EXERCISE DIRECTIONS: Which lines of the listing below contain the word "field"? Copy each such line, and treat uppercase and lowercase as different.

DATASET CONTENT:
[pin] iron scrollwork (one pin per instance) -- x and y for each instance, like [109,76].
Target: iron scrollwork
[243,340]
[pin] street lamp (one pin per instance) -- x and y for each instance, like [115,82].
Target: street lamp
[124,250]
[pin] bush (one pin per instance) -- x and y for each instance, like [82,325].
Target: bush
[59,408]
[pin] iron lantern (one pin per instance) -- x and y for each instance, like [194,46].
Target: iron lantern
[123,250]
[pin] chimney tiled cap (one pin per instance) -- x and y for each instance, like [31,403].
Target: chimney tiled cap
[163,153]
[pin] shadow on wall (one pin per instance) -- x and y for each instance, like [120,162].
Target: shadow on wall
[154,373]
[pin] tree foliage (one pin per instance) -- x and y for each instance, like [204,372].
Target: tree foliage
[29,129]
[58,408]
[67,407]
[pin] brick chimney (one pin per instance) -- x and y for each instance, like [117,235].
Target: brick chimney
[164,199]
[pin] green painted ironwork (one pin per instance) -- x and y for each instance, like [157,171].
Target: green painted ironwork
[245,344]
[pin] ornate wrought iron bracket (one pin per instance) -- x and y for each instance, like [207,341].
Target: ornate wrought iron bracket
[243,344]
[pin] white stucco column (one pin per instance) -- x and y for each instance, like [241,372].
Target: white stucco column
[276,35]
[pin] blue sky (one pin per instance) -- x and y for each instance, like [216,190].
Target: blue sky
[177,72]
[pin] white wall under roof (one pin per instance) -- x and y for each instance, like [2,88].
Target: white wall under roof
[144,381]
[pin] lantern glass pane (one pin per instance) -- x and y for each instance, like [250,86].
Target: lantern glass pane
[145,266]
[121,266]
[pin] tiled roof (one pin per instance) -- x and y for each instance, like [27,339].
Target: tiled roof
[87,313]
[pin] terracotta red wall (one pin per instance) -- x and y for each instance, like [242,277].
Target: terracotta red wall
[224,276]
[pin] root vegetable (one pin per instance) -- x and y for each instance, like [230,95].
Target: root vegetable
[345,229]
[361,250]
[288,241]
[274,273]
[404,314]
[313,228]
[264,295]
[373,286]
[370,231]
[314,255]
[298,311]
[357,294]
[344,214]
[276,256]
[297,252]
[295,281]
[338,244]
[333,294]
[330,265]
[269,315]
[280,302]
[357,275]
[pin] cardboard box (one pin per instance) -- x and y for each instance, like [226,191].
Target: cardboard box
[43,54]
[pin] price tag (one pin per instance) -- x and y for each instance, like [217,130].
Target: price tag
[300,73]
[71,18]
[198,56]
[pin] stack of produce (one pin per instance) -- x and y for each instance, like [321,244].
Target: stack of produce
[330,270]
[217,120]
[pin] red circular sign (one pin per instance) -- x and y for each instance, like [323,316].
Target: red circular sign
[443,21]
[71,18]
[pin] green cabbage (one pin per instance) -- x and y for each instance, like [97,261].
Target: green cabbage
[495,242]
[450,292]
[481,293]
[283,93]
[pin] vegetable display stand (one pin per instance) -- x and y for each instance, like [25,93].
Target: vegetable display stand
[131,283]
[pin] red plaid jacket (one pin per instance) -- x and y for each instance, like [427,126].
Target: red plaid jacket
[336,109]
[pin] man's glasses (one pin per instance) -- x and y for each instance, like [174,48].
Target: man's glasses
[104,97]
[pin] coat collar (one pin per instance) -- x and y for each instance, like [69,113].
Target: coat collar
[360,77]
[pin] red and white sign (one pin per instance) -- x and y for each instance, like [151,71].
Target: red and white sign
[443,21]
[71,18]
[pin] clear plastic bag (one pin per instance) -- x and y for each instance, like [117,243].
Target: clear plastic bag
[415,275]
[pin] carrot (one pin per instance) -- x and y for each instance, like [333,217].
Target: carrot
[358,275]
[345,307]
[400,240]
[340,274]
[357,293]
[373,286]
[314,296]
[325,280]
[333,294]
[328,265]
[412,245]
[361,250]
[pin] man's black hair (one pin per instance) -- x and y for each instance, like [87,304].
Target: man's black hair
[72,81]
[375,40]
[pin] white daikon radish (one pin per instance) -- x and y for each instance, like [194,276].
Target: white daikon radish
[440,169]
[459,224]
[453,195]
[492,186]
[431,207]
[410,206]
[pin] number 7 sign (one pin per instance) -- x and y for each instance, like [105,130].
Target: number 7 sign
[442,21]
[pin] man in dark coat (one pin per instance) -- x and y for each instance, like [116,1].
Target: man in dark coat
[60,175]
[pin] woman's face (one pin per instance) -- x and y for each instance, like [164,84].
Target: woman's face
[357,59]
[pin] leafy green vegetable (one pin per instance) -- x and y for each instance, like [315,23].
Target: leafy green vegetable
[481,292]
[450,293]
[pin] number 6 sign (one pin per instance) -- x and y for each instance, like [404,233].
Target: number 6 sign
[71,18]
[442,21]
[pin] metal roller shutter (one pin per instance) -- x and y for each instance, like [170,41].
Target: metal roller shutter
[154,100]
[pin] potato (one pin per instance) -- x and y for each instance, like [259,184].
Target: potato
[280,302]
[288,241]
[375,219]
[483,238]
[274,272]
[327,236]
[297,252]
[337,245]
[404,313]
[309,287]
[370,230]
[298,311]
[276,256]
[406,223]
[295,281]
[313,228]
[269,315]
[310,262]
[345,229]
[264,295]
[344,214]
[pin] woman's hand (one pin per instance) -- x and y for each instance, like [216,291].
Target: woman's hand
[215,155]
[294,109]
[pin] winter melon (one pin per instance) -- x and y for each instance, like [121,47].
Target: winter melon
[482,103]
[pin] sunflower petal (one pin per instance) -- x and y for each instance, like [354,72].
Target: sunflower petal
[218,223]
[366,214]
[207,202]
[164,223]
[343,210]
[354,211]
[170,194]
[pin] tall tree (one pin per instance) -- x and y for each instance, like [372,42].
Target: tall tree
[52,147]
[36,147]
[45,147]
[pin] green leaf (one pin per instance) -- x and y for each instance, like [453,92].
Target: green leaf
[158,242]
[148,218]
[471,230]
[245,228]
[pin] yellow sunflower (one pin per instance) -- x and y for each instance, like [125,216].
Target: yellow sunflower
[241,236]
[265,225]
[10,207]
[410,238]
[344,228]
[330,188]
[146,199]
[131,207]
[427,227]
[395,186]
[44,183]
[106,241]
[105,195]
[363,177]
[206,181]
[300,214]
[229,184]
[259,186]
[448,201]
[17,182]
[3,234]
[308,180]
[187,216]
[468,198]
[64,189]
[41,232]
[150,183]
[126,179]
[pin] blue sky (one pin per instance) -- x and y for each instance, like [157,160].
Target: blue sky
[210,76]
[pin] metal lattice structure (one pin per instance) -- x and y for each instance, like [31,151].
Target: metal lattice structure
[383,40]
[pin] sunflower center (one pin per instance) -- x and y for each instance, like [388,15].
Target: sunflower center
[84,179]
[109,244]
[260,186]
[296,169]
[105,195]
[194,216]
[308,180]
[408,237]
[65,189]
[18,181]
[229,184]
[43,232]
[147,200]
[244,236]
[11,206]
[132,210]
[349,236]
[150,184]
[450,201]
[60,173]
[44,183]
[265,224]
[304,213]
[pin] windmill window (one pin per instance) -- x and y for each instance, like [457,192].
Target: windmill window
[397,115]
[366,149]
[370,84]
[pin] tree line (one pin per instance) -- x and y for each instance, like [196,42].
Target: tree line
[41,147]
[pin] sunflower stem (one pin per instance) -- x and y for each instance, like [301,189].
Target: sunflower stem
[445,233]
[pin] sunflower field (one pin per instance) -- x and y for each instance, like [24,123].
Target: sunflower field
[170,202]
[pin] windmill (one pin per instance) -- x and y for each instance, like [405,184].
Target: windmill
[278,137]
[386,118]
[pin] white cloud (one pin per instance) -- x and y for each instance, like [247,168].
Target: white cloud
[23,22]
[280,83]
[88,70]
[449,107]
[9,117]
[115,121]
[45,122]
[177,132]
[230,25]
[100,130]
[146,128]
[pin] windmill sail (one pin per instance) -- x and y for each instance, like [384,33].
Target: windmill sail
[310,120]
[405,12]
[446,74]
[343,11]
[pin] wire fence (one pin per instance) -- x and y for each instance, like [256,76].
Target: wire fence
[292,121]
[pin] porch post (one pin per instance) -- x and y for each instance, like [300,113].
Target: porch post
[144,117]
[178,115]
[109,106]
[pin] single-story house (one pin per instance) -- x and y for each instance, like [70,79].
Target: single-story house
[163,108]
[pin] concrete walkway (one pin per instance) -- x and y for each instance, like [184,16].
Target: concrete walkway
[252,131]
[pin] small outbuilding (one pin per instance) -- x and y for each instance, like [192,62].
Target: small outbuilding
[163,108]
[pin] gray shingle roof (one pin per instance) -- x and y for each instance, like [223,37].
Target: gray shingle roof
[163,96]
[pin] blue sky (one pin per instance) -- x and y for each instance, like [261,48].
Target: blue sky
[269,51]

==

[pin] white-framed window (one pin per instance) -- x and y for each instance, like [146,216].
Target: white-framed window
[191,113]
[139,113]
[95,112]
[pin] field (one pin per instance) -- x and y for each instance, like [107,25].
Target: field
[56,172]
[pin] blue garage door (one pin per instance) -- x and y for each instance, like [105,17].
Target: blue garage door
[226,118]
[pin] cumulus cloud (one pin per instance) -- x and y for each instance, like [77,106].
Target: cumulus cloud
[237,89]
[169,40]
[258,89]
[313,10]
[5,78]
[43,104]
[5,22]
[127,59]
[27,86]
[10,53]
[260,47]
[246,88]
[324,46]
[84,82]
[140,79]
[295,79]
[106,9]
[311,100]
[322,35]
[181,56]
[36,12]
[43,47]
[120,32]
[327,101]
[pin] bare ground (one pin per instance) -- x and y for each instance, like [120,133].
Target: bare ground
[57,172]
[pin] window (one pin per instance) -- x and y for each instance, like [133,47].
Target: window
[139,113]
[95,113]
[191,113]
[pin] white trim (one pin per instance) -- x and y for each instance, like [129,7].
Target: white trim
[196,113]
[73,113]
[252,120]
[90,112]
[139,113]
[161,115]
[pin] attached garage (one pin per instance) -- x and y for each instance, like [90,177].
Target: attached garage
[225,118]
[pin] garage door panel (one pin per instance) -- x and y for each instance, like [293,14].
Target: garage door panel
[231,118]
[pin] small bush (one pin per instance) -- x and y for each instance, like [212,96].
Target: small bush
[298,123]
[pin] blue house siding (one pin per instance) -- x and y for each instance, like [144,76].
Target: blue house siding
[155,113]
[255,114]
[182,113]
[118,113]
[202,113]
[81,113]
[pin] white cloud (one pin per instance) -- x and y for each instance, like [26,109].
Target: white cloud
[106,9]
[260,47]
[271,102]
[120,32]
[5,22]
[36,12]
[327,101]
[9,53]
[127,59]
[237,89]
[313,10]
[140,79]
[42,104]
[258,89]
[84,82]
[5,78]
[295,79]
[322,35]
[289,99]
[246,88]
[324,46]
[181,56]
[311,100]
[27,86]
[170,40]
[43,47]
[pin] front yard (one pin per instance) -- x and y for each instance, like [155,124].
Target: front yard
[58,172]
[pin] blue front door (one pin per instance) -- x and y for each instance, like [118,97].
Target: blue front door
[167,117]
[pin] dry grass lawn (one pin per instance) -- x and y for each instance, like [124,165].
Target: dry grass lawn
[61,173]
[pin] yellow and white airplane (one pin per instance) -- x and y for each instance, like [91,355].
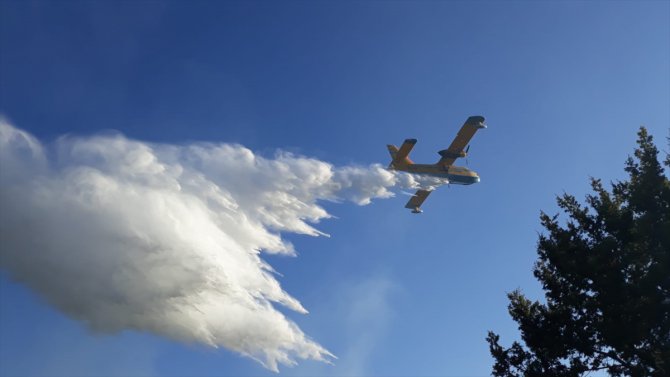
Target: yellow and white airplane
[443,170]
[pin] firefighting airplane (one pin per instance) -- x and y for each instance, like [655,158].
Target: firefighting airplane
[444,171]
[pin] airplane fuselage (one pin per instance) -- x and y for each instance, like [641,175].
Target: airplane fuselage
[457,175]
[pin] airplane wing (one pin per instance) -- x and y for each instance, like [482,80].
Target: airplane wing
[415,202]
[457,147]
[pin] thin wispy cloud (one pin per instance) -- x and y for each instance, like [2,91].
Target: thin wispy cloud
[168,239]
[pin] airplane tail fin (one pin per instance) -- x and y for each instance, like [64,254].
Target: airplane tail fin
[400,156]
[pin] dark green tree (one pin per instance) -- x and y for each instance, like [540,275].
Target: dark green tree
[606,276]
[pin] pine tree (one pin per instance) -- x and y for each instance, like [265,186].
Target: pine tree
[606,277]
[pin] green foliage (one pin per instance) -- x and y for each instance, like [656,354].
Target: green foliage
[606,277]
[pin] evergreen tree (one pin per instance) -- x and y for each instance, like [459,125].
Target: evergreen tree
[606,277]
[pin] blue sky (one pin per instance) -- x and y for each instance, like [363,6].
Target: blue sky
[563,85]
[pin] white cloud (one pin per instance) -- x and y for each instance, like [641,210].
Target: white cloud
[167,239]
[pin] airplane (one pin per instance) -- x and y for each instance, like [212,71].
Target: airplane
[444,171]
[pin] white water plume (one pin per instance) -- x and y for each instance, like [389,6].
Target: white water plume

* * *

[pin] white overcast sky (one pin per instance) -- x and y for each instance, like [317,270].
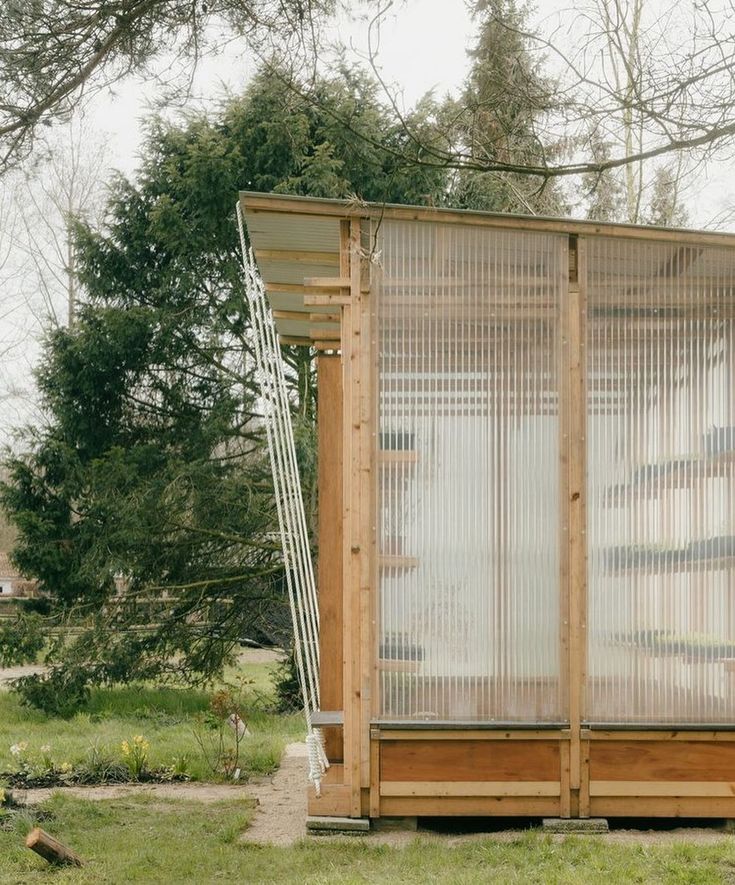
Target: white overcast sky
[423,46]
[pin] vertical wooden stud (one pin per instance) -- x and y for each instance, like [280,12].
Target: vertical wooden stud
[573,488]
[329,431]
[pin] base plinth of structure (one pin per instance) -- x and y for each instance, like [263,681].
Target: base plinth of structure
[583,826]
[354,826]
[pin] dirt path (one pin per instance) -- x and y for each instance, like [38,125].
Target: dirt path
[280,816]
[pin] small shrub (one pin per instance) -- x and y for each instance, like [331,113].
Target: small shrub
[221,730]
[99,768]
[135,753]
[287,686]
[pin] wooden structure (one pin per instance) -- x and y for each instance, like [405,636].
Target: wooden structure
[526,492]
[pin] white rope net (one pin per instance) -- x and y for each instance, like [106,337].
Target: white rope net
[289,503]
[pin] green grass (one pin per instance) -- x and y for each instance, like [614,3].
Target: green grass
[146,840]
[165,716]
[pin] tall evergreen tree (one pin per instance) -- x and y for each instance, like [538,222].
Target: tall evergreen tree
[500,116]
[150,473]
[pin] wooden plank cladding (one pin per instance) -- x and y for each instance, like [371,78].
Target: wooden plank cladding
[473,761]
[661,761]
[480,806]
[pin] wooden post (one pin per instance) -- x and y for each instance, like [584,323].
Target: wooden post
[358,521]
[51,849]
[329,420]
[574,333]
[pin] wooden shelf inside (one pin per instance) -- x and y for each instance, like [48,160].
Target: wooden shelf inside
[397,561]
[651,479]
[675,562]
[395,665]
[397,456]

COMPLETE OUTPUT:
[pin] sunflower field (one pin per instance) -- x and y for each instance, like [24,123].
Target: sunflower field
[pin] field (one pin per instance) -- x and y for each instance, like [107,25].
Target: field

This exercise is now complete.